• [The problem]: Please give again, word for word, the lines that lie between the start of the listing below and the line with "Would you be able to tag the skyscraper", both included.
------------------------------------------------------------------------
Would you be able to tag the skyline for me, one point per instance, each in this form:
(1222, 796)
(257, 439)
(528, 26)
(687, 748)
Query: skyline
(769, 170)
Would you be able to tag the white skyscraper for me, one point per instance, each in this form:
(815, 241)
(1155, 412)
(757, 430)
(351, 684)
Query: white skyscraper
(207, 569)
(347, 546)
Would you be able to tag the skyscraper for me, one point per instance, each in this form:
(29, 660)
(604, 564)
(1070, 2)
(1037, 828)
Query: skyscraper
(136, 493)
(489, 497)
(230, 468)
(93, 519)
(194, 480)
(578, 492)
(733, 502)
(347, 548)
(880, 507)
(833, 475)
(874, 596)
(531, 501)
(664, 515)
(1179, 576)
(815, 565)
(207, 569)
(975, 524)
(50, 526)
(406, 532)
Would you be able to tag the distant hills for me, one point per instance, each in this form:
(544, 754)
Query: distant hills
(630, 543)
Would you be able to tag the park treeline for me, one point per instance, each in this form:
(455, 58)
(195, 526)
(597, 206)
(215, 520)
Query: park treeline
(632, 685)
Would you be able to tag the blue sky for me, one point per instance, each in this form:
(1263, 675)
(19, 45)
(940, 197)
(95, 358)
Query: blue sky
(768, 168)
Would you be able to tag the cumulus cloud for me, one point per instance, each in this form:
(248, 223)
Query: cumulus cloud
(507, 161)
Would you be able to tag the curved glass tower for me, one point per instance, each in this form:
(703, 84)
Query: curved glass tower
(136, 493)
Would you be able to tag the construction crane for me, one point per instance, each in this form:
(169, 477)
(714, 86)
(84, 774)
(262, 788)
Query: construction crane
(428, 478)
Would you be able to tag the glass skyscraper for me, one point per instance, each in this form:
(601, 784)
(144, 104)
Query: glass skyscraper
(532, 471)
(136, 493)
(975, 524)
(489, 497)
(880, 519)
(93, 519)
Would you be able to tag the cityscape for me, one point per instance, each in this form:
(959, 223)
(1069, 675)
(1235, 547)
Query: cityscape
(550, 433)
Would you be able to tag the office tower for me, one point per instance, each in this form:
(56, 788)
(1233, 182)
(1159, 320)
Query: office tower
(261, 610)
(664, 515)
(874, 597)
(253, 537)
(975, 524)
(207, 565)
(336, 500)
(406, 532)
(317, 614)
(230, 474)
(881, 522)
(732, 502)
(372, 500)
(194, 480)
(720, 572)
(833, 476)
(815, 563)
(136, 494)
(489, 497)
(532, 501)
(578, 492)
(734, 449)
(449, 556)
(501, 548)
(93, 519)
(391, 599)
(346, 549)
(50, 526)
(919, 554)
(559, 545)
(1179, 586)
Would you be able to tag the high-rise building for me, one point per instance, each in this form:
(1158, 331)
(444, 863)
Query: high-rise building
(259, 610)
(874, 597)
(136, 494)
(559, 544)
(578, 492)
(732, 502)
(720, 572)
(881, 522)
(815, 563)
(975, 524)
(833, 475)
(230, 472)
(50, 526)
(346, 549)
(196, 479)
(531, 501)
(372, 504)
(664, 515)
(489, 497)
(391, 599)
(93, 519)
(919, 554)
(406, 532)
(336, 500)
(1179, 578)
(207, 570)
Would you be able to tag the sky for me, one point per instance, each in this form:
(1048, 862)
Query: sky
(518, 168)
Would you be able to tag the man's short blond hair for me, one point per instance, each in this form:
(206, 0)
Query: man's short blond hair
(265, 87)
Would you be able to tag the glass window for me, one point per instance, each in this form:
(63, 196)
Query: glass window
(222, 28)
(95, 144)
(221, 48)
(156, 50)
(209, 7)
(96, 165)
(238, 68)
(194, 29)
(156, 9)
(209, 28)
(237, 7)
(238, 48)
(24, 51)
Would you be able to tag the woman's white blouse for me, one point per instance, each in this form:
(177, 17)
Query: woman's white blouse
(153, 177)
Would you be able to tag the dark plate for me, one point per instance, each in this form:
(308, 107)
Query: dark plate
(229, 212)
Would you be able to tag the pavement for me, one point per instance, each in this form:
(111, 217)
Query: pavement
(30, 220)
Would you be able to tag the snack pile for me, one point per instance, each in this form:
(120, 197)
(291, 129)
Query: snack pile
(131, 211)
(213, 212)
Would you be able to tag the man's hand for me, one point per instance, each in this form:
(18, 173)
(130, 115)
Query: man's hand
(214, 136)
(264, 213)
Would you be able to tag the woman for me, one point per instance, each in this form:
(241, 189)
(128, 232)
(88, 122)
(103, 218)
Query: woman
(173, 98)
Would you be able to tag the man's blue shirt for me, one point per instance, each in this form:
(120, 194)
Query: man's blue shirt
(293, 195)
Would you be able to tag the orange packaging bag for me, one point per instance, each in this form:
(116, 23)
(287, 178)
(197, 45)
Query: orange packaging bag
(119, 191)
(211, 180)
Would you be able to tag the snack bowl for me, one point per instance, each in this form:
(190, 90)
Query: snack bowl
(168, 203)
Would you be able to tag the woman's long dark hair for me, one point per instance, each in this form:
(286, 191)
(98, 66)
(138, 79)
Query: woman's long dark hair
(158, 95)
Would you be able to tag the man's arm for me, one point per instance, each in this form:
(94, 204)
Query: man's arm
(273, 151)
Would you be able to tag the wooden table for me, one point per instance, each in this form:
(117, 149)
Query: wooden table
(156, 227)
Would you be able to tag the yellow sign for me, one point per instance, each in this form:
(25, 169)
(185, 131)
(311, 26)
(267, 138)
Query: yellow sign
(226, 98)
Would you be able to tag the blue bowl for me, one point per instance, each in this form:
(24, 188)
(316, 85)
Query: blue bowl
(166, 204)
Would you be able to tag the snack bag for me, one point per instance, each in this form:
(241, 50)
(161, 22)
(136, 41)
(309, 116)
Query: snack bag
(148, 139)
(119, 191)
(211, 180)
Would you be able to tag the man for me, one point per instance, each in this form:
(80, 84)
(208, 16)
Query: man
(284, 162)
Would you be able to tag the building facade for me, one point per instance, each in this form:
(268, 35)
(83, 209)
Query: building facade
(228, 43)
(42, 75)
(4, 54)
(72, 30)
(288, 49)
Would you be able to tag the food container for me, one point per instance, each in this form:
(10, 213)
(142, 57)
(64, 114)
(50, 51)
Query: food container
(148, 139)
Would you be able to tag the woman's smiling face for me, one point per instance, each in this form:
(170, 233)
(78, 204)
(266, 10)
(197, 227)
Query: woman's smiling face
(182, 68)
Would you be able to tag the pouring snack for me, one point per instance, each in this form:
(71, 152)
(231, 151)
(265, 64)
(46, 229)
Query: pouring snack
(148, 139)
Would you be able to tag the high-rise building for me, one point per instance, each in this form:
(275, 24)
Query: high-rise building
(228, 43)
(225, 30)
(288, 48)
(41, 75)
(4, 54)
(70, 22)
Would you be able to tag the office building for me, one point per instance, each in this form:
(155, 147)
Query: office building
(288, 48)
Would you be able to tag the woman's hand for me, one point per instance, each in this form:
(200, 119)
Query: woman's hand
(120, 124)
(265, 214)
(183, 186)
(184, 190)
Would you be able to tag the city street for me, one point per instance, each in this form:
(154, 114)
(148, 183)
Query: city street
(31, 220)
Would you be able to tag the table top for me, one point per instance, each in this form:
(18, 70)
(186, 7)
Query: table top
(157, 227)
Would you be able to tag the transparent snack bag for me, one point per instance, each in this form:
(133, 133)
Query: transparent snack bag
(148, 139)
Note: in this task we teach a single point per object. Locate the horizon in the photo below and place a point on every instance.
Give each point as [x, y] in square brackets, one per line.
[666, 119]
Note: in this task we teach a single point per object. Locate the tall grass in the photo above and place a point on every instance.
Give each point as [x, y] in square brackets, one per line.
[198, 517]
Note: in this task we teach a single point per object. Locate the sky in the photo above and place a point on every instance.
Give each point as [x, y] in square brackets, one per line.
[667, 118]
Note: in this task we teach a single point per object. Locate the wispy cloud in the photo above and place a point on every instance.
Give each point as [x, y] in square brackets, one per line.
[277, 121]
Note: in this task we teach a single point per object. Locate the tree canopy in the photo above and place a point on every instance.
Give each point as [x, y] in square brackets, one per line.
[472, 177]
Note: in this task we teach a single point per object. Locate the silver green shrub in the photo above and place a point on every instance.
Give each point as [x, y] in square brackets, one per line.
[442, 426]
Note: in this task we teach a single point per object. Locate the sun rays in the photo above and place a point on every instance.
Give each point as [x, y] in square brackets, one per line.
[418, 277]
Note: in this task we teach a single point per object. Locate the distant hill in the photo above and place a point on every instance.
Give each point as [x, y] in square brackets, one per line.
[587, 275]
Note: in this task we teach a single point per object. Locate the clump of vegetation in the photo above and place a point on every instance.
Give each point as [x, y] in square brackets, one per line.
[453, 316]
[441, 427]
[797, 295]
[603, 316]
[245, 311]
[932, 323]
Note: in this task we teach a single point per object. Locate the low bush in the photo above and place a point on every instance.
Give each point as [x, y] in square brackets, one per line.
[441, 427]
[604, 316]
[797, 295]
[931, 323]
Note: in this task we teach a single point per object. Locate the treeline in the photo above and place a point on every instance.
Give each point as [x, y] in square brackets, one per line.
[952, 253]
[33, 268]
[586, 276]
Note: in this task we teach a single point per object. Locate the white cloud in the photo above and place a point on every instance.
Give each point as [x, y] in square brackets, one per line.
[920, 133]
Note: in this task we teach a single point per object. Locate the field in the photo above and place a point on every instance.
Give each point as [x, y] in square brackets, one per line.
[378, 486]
------------------------------------------------------------------------
• [Output for this task]:
Would you be able to tag the skyline for me, one point per instance, each in this form:
(1222, 796)
(257, 439)
(528, 26)
(687, 748)
Query: skyline
(769, 170)
Would you be able to tag the white skyscraper for me, one point per instance, each in this form:
(815, 241)
(1155, 412)
(757, 430)
(351, 684)
Query: white skyscraper
(207, 569)
(347, 546)
Would you be able to tag the skyscraper for me, one point per instance, each in this form:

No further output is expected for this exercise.